*Exercices à réaliser*.
(A) Selon le texte fourni, près de quelle ville se trouve le bourg de Bluestone Road ?
(B) Reproduisez, s’il vous plaît, le passage du texte fourni qui va de « Vers 1870, aux » jusqu’à « la petite fille. ».

*Texte fourni*.
──────
J’avais depuis longtemps envie de lire Beloved ! J’avais lu L’œil le plus bleu de Toni Morrison, un premier roman frappant aux thèmes difficiles. Beloved a été mille fois récompensé, et son résumé qui fleure le fantastique m’avait donné envie de découvrir plus en avant l’œuvre de l’autrice.

Synopsis de Beloved

Vers 1870, aux États-Unis, près de Cincinnati dans l’Ohio, le petit bourg de Bluestone Road, dresse ses fébriles demeures.

L’histoire des lieux se lie au fleuve qui marquait jadis pour les esclaves en fuite la frontière où commençait la liberté. Dans l’une des maisons, quelques phénomènes étranges bouleversent la tranquillité locale : les meubles volent et les miroirs se brisent, tandis que des biscuits secs écrasés s’alignent contre une porte, des gâteaux sortent du four avec l’empreinte inquiétante d’une petite main de bébé.

Sethe, la maîtresse de maison est une ancienne esclave. Dix-huit ans auparavant, dans un acte de violence et d’amour maternel, elle a égorgé son enfant pour lui épargner d’être asservi. Depuis, Sethe et ses autres enfants n’ont jamais cessé d’être hantés par la petite fille.

L’arrivée d’une inconnue, Beloved, va donner à cette mère hors-la-loi, rongée par le spectre d’un infanticide tragique, l’occasion d’exorciser son passé.
──────
*Données sources*.
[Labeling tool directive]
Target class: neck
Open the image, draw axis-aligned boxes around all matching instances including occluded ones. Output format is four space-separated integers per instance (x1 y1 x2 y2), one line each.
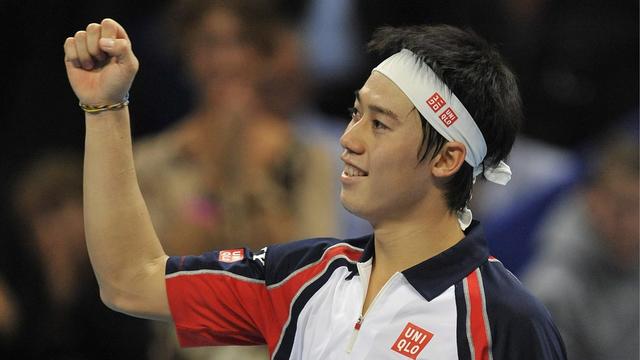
──────
*Réponses successives*.
(A) Près de Cincinnati, dans l’Ohio.

(B)
Vers 1870, aux États-Unis, près de Cincinnati dans l’Ohio, le petit bourg de Bluestone Road, dresse ses fébriles demeures.

L’histoire des lieux se lie au fleuve qui marquait jadis pour les esclaves en fuite la frontière où commençait la liberté. Dans l’une des maisons, quelques phénomènes étranges bouleversent la tranquillité locale : les meubles volent et les miroirs se brisent, tandis que des biscuits secs écrasés s’alignent contre une porte, des gâteaux sortent du four avec l’empreinte inquiétante d’une petite main de bébé.

Sethe, la maîtresse de maison est une ancienne esclave. Dix-huit ans auparavant, dans un acte de violence et d’amour maternel, elle a égorgé son enfant pour lui épargner d’être asservi. Depuis, Sethe et ses autres enfants n’ont jamais cessé d’être hantés par la petite fille.